> _Your goal_
In each of the entries below, substitute "occurrence" for "instance" and reproduce the lines with nothing else changed.

> _Exercise material_
##########
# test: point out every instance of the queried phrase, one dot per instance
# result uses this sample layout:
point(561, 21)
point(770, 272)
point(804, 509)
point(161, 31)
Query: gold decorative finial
##########
> _Answer to this problem_
# test: point out every occurrence of the queried phrase, one dot per occurrence
# result uses this sample layout:
point(561, 21)
point(770, 272)
point(804, 509)
point(161, 31)
Query: gold decorative finial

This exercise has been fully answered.